__TASK DETAILS__: Could you reproduce, word for word, the lines below from the line containing "Please segment every instance of the traffic" up to and including the line containing "POLYGON ((1037 85, 1039"?

┌──

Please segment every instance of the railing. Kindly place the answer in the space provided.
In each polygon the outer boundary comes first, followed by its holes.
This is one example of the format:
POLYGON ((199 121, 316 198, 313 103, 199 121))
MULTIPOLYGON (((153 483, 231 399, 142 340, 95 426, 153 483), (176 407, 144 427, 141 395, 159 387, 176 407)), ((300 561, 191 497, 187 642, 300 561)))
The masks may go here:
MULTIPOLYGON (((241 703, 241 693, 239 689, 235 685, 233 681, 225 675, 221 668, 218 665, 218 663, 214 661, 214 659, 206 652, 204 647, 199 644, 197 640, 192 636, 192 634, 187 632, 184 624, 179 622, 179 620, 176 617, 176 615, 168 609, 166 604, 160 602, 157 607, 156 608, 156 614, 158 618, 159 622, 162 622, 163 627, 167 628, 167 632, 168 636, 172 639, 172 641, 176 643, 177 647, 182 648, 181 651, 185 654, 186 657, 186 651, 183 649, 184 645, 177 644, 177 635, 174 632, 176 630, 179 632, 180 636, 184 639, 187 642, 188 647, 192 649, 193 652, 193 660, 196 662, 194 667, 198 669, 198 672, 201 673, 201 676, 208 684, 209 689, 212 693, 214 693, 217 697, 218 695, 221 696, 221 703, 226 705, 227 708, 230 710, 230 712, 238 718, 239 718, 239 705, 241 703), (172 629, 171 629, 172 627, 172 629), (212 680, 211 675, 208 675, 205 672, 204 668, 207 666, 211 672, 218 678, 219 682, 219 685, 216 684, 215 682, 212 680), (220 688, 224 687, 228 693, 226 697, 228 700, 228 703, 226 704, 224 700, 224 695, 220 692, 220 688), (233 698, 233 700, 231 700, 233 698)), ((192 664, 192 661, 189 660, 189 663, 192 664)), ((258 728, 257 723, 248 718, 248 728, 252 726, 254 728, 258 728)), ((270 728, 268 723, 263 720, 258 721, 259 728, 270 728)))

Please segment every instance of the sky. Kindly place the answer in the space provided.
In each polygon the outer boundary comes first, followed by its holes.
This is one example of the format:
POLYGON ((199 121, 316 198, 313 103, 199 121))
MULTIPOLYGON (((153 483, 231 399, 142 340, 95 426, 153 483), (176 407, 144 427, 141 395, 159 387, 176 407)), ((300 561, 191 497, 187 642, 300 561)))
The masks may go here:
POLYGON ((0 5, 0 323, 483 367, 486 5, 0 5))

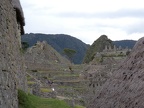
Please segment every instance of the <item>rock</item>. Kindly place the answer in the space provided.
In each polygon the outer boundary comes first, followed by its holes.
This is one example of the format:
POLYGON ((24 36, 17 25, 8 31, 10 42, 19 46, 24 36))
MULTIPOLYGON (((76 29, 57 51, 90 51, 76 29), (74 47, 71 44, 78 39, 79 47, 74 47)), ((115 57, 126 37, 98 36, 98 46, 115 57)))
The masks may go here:
POLYGON ((87 108, 144 108, 144 37, 87 108))
POLYGON ((0 108, 18 108, 17 89, 27 89, 16 14, 11 0, 0 1, 0 108))

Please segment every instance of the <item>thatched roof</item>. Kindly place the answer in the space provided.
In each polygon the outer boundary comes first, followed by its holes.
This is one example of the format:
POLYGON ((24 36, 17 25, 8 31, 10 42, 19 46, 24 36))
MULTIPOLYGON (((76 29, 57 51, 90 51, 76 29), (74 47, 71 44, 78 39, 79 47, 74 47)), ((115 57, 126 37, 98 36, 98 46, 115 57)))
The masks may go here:
POLYGON ((13 5, 14 9, 16 10, 17 21, 21 25, 21 34, 24 34, 23 26, 25 26, 25 20, 24 20, 24 14, 23 14, 23 10, 22 10, 20 1, 19 0, 12 0, 12 5, 13 5))

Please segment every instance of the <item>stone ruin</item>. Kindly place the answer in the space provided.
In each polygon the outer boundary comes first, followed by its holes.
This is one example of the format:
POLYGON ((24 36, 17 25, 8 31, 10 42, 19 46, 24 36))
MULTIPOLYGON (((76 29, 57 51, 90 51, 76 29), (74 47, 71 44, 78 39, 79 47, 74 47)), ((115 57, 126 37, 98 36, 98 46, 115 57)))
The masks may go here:
POLYGON ((87 108, 144 108, 144 37, 91 100, 87 108))
POLYGON ((21 52, 24 17, 19 0, 0 1, 0 108, 18 108, 17 90, 27 90, 21 52))

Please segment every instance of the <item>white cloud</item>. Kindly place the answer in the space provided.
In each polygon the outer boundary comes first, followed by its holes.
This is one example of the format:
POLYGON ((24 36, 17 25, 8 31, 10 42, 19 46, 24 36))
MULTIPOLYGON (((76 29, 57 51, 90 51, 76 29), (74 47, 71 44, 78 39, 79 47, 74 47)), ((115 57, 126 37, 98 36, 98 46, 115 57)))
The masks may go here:
POLYGON ((143 36, 143 0, 21 0, 27 33, 64 33, 91 44, 143 36))

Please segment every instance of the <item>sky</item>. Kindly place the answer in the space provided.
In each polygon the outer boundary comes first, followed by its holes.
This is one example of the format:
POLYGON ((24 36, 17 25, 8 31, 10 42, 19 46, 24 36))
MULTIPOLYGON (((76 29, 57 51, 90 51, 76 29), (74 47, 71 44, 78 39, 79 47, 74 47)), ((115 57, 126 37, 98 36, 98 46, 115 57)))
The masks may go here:
POLYGON ((144 36, 143 0, 20 0, 26 33, 68 34, 92 44, 144 36))

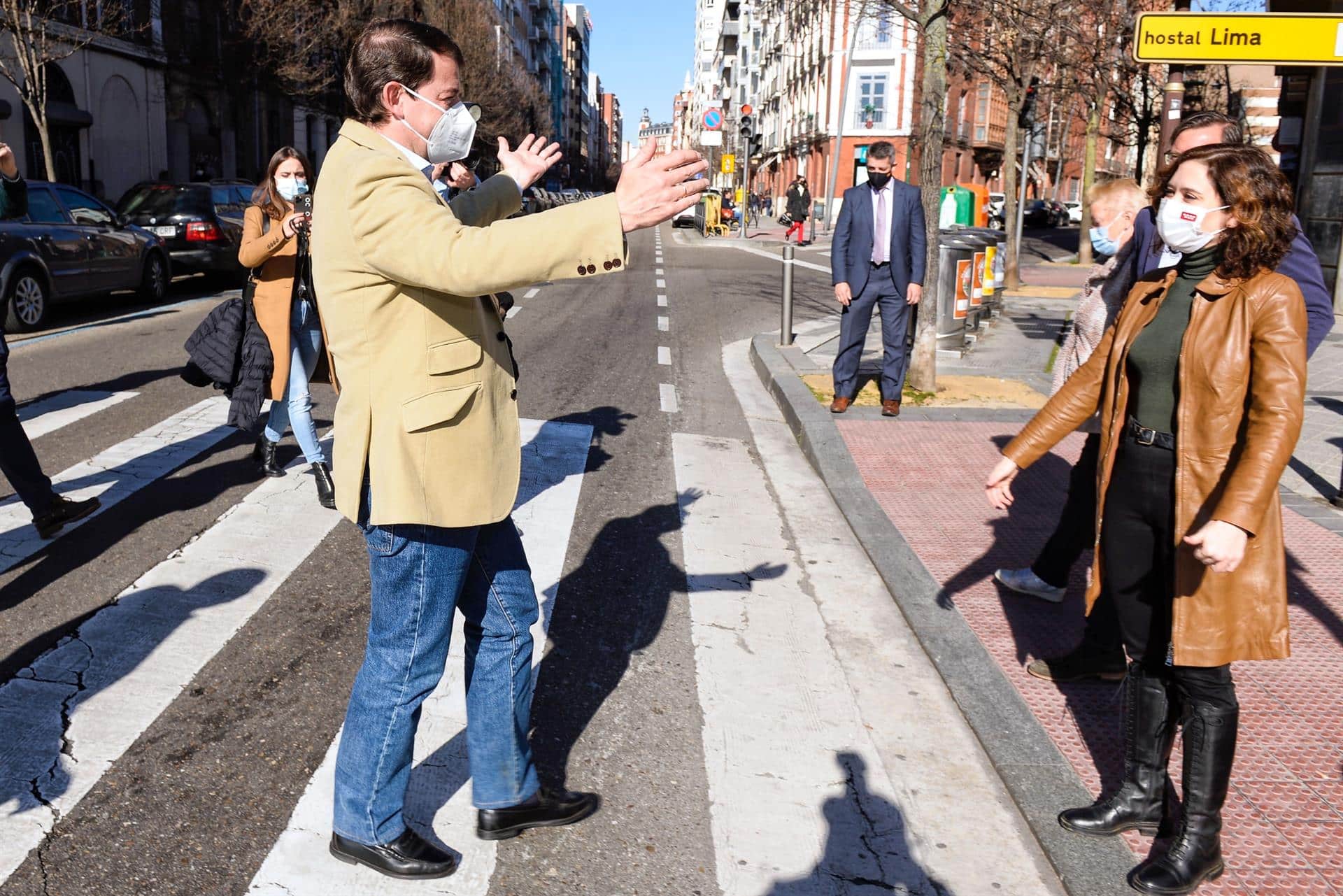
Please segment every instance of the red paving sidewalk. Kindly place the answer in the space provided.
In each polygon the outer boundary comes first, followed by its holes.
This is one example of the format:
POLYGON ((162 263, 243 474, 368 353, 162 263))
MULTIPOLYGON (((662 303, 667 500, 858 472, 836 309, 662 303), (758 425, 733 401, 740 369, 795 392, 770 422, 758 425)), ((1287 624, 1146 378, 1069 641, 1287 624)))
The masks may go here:
MULTIPOLYGON (((1026 674, 1034 657, 1070 649, 1081 630, 1084 564, 1050 604, 992 582, 1030 563, 1062 506, 1070 435, 1017 480, 1011 514, 984 501, 983 478, 1015 424, 841 420, 878 504, 944 584, 943 598, 998 661, 1082 782, 1123 774, 1119 688, 1056 685, 1026 674)), ((1226 807, 1228 872, 1199 893, 1343 896, 1343 537, 1284 510, 1292 658, 1236 665, 1241 736, 1226 807)), ((1171 760, 1179 774, 1179 754, 1171 760)), ((1064 809, 1064 806, 1060 806, 1064 809)), ((1146 856, 1151 841, 1129 834, 1146 856)))

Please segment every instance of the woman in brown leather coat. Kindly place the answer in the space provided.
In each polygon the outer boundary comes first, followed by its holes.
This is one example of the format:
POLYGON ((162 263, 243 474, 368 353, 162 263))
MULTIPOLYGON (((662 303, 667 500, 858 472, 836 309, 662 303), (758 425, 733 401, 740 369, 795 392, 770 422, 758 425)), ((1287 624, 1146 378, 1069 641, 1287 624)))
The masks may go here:
POLYGON ((294 200, 312 184, 304 153, 285 146, 271 156, 266 180, 252 193, 243 216, 238 261, 252 269, 257 282, 257 322, 270 341, 275 372, 270 383, 270 419, 257 439, 252 458, 266 476, 285 476, 275 462, 275 445, 293 427, 317 480, 317 500, 336 506, 336 489, 317 427, 313 424, 308 384, 321 360, 322 329, 312 293, 312 266, 306 251, 309 216, 294 211, 294 200))
POLYGON ((1138 282, 1091 360, 1003 449, 986 490, 1010 506, 1019 469, 1100 412, 1086 598, 1103 587, 1113 596, 1129 657, 1124 782, 1058 822, 1155 834, 1182 724, 1180 826, 1128 877, 1166 895, 1225 868, 1221 811, 1240 719, 1230 664, 1289 653, 1277 484, 1301 429, 1305 306, 1272 273, 1296 228, 1291 187, 1261 150, 1191 149, 1160 172, 1152 197, 1179 262, 1138 282))

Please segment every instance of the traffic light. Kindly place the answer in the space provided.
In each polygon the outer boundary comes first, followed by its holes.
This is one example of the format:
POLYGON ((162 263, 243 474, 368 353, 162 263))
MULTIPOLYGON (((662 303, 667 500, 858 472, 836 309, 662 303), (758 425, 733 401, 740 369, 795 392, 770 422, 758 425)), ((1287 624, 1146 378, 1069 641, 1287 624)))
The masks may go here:
POLYGON ((1037 85, 1039 85, 1039 78, 1031 78, 1030 86, 1026 87, 1026 97, 1021 103, 1021 114, 1017 116, 1017 126, 1022 130, 1029 130, 1035 124, 1037 85))

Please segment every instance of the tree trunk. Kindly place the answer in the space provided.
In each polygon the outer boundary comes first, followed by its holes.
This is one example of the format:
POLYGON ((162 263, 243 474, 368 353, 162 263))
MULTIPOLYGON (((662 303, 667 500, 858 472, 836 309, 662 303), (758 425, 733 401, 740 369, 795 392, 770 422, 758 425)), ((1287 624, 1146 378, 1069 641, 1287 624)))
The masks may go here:
POLYGON ((1082 220, 1077 226, 1080 234, 1077 236, 1077 263, 1091 265, 1091 239, 1088 238, 1088 231, 1091 230, 1091 204, 1086 197, 1091 196, 1092 184, 1096 183, 1096 141, 1100 137, 1100 103, 1105 101, 1105 97, 1100 97, 1100 102, 1093 102, 1091 105, 1091 111, 1086 113, 1086 144, 1082 152, 1082 220))
POLYGON ((947 16, 945 0, 928 0, 923 26, 923 122, 919 153, 919 185, 923 191, 924 224, 928 235, 928 262, 923 298, 917 306, 915 348, 909 356, 909 386, 921 392, 937 391, 937 236, 941 215, 941 157, 947 122, 947 16))

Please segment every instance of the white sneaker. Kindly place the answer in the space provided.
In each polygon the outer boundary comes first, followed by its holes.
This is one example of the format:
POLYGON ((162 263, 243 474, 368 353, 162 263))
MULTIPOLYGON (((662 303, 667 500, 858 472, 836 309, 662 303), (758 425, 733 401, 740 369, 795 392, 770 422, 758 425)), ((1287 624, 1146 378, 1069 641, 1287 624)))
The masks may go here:
POLYGON ((1029 594, 1050 603, 1062 603, 1064 595, 1068 594, 1068 588, 1056 588, 1031 572, 1030 567, 1025 570, 995 570, 994 578, 1013 591, 1029 594))

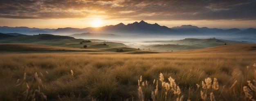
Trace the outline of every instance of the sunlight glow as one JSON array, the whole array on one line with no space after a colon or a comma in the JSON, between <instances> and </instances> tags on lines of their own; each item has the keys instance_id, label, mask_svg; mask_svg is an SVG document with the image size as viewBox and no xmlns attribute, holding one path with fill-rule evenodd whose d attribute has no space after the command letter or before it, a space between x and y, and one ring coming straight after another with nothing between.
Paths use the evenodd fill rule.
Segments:
<instances>
[{"instance_id":1,"label":"sunlight glow","mask_svg":"<svg viewBox=\"0 0 256 101\"><path fill-rule=\"evenodd\" d=\"M99 19L95 19L92 21L92 24L93 27L99 27L102 24L102 21Z\"/></svg>"}]
</instances>

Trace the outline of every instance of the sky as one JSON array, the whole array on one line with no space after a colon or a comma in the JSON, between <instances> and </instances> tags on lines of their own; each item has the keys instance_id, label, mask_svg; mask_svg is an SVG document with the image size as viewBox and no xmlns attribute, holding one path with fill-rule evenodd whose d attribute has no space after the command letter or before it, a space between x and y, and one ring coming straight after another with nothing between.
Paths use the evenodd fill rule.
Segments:
<instances>
[{"instance_id":1,"label":"sky","mask_svg":"<svg viewBox=\"0 0 256 101\"><path fill-rule=\"evenodd\" d=\"M256 28L256 0L1 0L0 26L57 29L144 20L169 28Z\"/></svg>"}]
</instances>

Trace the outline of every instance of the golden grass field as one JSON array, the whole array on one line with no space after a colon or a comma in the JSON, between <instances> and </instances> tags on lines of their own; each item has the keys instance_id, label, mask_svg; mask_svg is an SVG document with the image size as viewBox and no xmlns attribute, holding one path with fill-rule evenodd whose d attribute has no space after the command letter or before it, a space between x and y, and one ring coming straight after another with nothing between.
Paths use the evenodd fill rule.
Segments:
<instances>
[{"instance_id":1,"label":"golden grass field","mask_svg":"<svg viewBox=\"0 0 256 101\"><path fill-rule=\"evenodd\" d=\"M0 98L2 101L256 99L255 44L155 54L133 52L136 52L2 53Z\"/></svg>"}]
</instances>

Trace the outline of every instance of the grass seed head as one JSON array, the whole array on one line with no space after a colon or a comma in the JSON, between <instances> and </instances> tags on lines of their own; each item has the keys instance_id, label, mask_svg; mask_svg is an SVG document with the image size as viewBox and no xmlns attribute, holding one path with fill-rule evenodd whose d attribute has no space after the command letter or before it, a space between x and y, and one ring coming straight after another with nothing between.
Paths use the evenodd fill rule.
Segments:
<instances>
[{"instance_id":1,"label":"grass seed head","mask_svg":"<svg viewBox=\"0 0 256 101\"><path fill-rule=\"evenodd\" d=\"M74 72L72 70L70 70L70 72L71 72L71 75L72 75L72 76L74 76Z\"/></svg>"},{"instance_id":2,"label":"grass seed head","mask_svg":"<svg viewBox=\"0 0 256 101\"><path fill-rule=\"evenodd\" d=\"M245 97L249 98L249 99L252 99L253 97L252 96L253 94L252 92L252 90L251 90L248 88L246 86L244 86L243 90L244 90L244 92L245 93Z\"/></svg>"},{"instance_id":3,"label":"grass seed head","mask_svg":"<svg viewBox=\"0 0 256 101\"><path fill-rule=\"evenodd\" d=\"M211 87L211 81L212 80L209 77L207 78L207 79L204 79L204 81L205 82L205 83L206 84L206 86L207 86L207 89L210 89Z\"/></svg>"},{"instance_id":4,"label":"grass seed head","mask_svg":"<svg viewBox=\"0 0 256 101\"><path fill-rule=\"evenodd\" d=\"M199 87L200 87L200 85L198 84L197 83L196 84L196 86L198 87L198 88L199 88Z\"/></svg>"},{"instance_id":5,"label":"grass seed head","mask_svg":"<svg viewBox=\"0 0 256 101\"><path fill-rule=\"evenodd\" d=\"M152 100L153 101L155 101L155 96L154 94L154 92L152 91L151 92L151 99L152 99Z\"/></svg>"},{"instance_id":6,"label":"grass seed head","mask_svg":"<svg viewBox=\"0 0 256 101\"><path fill-rule=\"evenodd\" d=\"M219 83L218 79L216 78L213 79L213 83L212 85L212 88L214 90L217 90L219 89Z\"/></svg>"},{"instance_id":7,"label":"grass seed head","mask_svg":"<svg viewBox=\"0 0 256 101\"><path fill-rule=\"evenodd\" d=\"M202 81L202 86L203 89L206 89L206 85L205 85L205 83L204 83L204 81Z\"/></svg>"},{"instance_id":8,"label":"grass seed head","mask_svg":"<svg viewBox=\"0 0 256 101\"><path fill-rule=\"evenodd\" d=\"M230 88L229 88L229 89L230 89L232 88L233 87L234 87L234 86L235 86L235 85L236 84L236 83L237 83L237 80L236 80L236 81L235 81L235 82L234 82L234 83L233 83L233 84L232 85L231 87Z\"/></svg>"},{"instance_id":9,"label":"grass seed head","mask_svg":"<svg viewBox=\"0 0 256 101\"><path fill-rule=\"evenodd\" d=\"M160 73L160 76L159 76L159 80L160 80L160 81L162 82L162 83L163 82L164 78L164 76L163 76L163 74L162 74L162 73Z\"/></svg>"},{"instance_id":10,"label":"grass seed head","mask_svg":"<svg viewBox=\"0 0 256 101\"><path fill-rule=\"evenodd\" d=\"M23 76L23 79L26 79L26 77L27 77L27 74L26 72L24 73L24 76Z\"/></svg>"},{"instance_id":11,"label":"grass seed head","mask_svg":"<svg viewBox=\"0 0 256 101\"><path fill-rule=\"evenodd\" d=\"M214 97L214 95L213 95L213 93L212 92L210 94L210 100L211 101L216 101L215 97Z\"/></svg>"},{"instance_id":12,"label":"grass seed head","mask_svg":"<svg viewBox=\"0 0 256 101\"><path fill-rule=\"evenodd\" d=\"M251 81L247 81L247 82L248 83L248 85L249 86L250 88L251 88L251 89L252 90L254 91L254 92L256 92L256 87L255 86L254 86L252 84L252 83L251 83Z\"/></svg>"},{"instance_id":13,"label":"grass seed head","mask_svg":"<svg viewBox=\"0 0 256 101\"><path fill-rule=\"evenodd\" d=\"M204 92L202 90L201 90L201 98L204 101L207 101L207 95L206 94L204 94Z\"/></svg>"},{"instance_id":14,"label":"grass seed head","mask_svg":"<svg viewBox=\"0 0 256 101\"><path fill-rule=\"evenodd\" d=\"M138 89L138 93L139 94L139 99L140 99L139 101L144 101L144 95L143 95L141 87L140 86L139 86Z\"/></svg>"},{"instance_id":15,"label":"grass seed head","mask_svg":"<svg viewBox=\"0 0 256 101\"><path fill-rule=\"evenodd\" d=\"M139 80L138 80L138 86L140 86L140 81L139 81Z\"/></svg>"}]
</instances>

└──

__OUTPUT FOR THIS TASK__:
Please segment every instance of the traffic light. Kindly place the answer in the space provided.
In each polygon the outer boundary comes first, followed by its holes.
This is one example of the format:
POLYGON ((162 263, 243 474, 368 353, 162 263))
MULTIPOLYGON (((662 303, 667 500, 858 472, 836 309, 662 303), (758 425, 733 401, 740 369, 795 392, 770 422, 758 425)), ((1287 624, 1146 378, 1069 641, 1287 624)))
The masks may go here:
POLYGON ((1037 85, 1039 85, 1039 78, 1031 78, 1030 86, 1026 87, 1026 97, 1021 103, 1021 114, 1017 116, 1017 126, 1022 130, 1029 130, 1035 124, 1037 85))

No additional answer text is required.